* Task to complete *
Transcribe the records that follow, keeping every word as it stands.

:: Information supplied

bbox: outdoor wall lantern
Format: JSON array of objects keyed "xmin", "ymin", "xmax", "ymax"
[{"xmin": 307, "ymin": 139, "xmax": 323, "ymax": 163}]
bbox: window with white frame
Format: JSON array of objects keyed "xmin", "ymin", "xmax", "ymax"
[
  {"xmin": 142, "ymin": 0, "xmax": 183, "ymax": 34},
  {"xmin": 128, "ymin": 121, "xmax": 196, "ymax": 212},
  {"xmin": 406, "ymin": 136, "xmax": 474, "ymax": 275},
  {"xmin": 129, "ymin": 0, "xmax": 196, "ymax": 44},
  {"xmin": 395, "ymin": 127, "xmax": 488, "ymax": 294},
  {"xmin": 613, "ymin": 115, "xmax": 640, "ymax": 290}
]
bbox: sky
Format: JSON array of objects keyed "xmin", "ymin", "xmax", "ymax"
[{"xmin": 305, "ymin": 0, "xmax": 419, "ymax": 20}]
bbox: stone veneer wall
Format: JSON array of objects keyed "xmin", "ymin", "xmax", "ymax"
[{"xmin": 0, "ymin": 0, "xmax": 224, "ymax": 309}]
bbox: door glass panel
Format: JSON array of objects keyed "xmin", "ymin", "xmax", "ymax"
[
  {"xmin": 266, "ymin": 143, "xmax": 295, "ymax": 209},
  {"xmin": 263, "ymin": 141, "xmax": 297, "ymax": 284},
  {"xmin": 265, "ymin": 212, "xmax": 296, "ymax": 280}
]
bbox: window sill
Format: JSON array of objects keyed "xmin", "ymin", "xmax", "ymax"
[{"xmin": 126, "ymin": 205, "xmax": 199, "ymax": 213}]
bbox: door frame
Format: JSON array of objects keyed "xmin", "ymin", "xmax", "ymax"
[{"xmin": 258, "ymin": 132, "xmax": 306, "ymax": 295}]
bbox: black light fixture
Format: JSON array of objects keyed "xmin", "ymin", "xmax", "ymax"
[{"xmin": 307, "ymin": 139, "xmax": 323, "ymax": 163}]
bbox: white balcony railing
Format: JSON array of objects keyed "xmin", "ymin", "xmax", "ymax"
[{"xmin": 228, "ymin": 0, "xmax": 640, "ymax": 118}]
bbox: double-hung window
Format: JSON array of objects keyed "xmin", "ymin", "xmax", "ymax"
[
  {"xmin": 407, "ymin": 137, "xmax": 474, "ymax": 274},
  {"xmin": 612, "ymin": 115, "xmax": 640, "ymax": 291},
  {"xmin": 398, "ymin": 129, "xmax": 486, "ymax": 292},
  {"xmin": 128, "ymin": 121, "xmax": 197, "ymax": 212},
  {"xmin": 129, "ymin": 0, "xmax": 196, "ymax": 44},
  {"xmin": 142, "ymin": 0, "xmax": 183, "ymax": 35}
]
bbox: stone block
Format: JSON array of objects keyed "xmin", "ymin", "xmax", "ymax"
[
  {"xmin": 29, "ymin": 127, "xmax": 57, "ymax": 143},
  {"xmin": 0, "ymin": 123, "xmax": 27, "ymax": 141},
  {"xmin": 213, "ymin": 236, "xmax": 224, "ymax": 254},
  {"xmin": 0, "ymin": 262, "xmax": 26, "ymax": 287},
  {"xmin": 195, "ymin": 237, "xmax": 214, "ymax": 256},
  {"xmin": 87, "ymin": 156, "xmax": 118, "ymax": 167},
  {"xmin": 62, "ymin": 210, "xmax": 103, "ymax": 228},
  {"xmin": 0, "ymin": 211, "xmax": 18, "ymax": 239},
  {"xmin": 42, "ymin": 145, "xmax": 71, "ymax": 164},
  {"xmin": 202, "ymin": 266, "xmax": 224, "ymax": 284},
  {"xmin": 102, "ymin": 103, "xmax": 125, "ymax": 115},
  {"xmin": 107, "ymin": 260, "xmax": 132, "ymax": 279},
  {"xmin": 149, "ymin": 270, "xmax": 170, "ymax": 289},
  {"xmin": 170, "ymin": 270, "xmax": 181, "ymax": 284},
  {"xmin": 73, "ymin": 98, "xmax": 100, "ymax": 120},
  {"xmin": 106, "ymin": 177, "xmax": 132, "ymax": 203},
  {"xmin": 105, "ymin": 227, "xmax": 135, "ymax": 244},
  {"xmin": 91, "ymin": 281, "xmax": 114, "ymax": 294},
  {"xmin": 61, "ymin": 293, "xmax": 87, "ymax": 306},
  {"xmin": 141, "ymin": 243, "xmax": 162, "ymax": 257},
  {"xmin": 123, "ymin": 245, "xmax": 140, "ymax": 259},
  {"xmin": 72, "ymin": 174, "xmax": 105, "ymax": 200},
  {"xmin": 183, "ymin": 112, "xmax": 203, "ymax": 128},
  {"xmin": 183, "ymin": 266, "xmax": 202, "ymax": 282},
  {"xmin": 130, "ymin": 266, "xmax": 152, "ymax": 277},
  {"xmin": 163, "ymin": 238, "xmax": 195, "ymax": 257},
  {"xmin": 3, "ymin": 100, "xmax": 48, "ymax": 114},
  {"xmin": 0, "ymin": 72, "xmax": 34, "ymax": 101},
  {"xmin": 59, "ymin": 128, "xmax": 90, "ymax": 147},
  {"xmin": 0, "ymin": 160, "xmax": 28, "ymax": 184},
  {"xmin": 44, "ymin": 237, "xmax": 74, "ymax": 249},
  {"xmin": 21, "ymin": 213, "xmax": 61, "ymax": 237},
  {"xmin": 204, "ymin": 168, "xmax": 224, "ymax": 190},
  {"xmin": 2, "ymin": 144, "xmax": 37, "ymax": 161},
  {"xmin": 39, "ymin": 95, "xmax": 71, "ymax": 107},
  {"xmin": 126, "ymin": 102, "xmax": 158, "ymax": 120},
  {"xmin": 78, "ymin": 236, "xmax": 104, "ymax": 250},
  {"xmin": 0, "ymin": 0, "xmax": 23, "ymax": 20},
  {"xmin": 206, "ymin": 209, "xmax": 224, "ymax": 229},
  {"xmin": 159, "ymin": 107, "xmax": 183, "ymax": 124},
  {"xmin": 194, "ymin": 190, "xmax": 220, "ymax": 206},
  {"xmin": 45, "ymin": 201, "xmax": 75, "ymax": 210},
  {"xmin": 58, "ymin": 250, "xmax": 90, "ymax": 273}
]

::::

* Solution to this problem *
bbox: outdoor wall lantern
Format: JSON array of objects keyed "xmin", "ymin", "xmax", "ymax"
[{"xmin": 307, "ymin": 139, "xmax": 323, "ymax": 163}]
bbox: window with white frame
Format: JSON array of objects keyed "xmin", "ymin", "xmax", "ymax"
[
  {"xmin": 142, "ymin": 0, "xmax": 183, "ymax": 34},
  {"xmin": 128, "ymin": 121, "xmax": 196, "ymax": 212},
  {"xmin": 406, "ymin": 136, "xmax": 474, "ymax": 275},
  {"xmin": 129, "ymin": 0, "xmax": 196, "ymax": 44},
  {"xmin": 395, "ymin": 127, "xmax": 488, "ymax": 294},
  {"xmin": 613, "ymin": 115, "xmax": 640, "ymax": 290}
]
bbox: sky
Format: JSON array of objects keyed "xmin", "ymin", "xmax", "ymax"
[{"xmin": 305, "ymin": 0, "xmax": 419, "ymax": 20}]
bbox: stone veneer wall
Format: JSON array of objects keyed "xmin", "ymin", "xmax", "ymax"
[{"xmin": 0, "ymin": 0, "xmax": 224, "ymax": 309}]
bbox: door glass panel
Format: JSON array of objects keyed "xmin", "ymin", "xmax", "ymax"
[
  {"xmin": 266, "ymin": 143, "xmax": 295, "ymax": 209},
  {"xmin": 263, "ymin": 141, "xmax": 297, "ymax": 284},
  {"xmin": 265, "ymin": 212, "xmax": 296, "ymax": 280}
]
bbox: window sill
Format: JSON array of objects keyed "xmin", "ymin", "xmax", "ymax"
[{"xmin": 126, "ymin": 205, "xmax": 199, "ymax": 213}]
bbox: door frame
Format: JSON array of objects keyed "xmin", "ymin", "xmax", "ymax"
[{"xmin": 258, "ymin": 132, "xmax": 306, "ymax": 295}]
bbox: black light fixture
Format: JSON array of objects keyed "xmin", "ymin", "xmax", "ymax"
[{"xmin": 307, "ymin": 139, "xmax": 323, "ymax": 163}]
bbox: white balcony railing
Format: JSON array of objects keyed "xmin", "ymin", "xmax", "ymax"
[{"xmin": 228, "ymin": 0, "xmax": 640, "ymax": 118}]
bbox: double-hung window
Format: JSON array of objects keyed "xmin", "ymin", "xmax", "ymax"
[
  {"xmin": 407, "ymin": 137, "xmax": 474, "ymax": 274},
  {"xmin": 612, "ymin": 115, "xmax": 640, "ymax": 291},
  {"xmin": 398, "ymin": 129, "xmax": 486, "ymax": 292},
  {"xmin": 128, "ymin": 121, "xmax": 197, "ymax": 212},
  {"xmin": 129, "ymin": 0, "xmax": 196, "ymax": 44},
  {"xmin": 142, "ymin": 0, "xmax": 183, "ymax": 35}
]
bbox: stone block
Format: JSON array of objects keyed "xmin", "ymin", "xmax", "ymax"
[
  {"xmin": 29, "ymin": 127, "xmax": 57, "ymax": 143},
  {"xmin": 0, "ymin": 123, "xmax": 27, "ymax": 141},
  {"xmin": 213, "ymin": 236, "xmax": 224, "ymax": 254},
  {"xmin": 0, "ymin": 262, "xmax": 26, "ymax": 287},
  {"xmin": 195, "ymin": 237, "xmax": 214, "ymax": 256},
  {"xmin": 87, "ymin": 156, "xmax": 118, "ymax": 167},
  {"xmin": 62, "ymin": 210, "xmax": 103, "ymax": 228},
  {"xmin": 0, "ymin": 211, "xmax": 18, "ymax": 239},
  {"xmin": 42, "ymin": 145, "xmax": 71, "ymax": 164},
  {"xmin": 202, "ymin": 266, "xmax": 224, "ymax": 284},
  {"xmin": 102, "ymin": 103, "xmax": 125, "ymax": 115},
  {"xmin": 107, "ymin": 260, "xmax": 132, "ymax": 279},
  {"xmin": 149, "ymin": 270, "xmax": 170, "ymax": 289},
  {"xmin": 170, "ymin": 270, "xmax": 181, "ymax": 284},
  {"xmin": 73, "ymin": 98, "xmax": 100, "ymax": 120},
  {"xmin": 106, "ymin": 177, "xmax": 132, "ymax": 203},
  {"xmin": 105, "ymin": 227, "xmax": 135, "ymax": 244},
  {"xmin": 91, "ymin": 281, "xmax": 114, "ymax": 294},
  {"xmin": 61, "ymin": 293, "xmax": 87, "ymax": 306},
  {"xmin": 141, "ymin": 243, "xmax": 162, "ymax": 257},
  {"xmin": 123, "ymin": 245, "xmax": 140, "ymax": 259},
  {"xmin": 72, "ymin": 174, "xmax": 105, "ymax": 200},
  {"xmin": 183, "ymin": 112, "xmax": 203, "ymax": 128},
  {"xmin": 183, "ymin": 266, "xmax": 202, "ymax": 282},
  {"xmin": 130, "ymin": 266, "xmax": 152, "ymax": 277},
  {"xmin": 163, "ymin": 238, "xmax": 195, "ymax": 257},
  {"xmin": 3, "ymin": 100, "xmax": 48, "ymax": 114},
  {"xmin": 0, "ymin": 72, "xmax": 34, "ymax": 101},
  {"xmin": 59, "ymin": 128, "xmax": 90, "ymax": 147},
  {"xmin": 0, "ymin": 160, "xmax": 28, "ymax": 184},
  {"xmin": 44, "ymin": 237, "xmax": 74, "ymax": 249},
  {"xmin": 21, "ymin": 213, "xmax": 61, "ymax": 237},
  {"xmin": 204, "ymin": 168, "xmax": 224, "ymax": 190},
  {"xmin": 2, "ymin": 144, "xmax": 37, "ymax": 161},
  {"xmin": 39, "ymin": 95, "xmax": 71, "ymax": 107},
  {"xmin": 126, "ymin": 102, "xmax": 158, "ymax": 120},
  {"xmin": 78, "ymin": 236, "xmax": 104, "ymax": 250},
  {"xmin": 0, "ymin": 0, "xmax": 23, "ymax": 20},
  {"xmin": 206, "ymin": 209, "xmax": 224, "ymax": 229},
  {"xmin": 159, "ymin": 107, "xmax": 183, "ymax": 124},
  {"xmin": 194, "ymin": 190, "xmax": 220, "ymax": 206},
  {"xmin": 45, "ymin": 201, "xmax": 75, "ymax": 210},
  {"xmin": 58, "ymin": 250, "xmax": 90, "ymax": 273}
]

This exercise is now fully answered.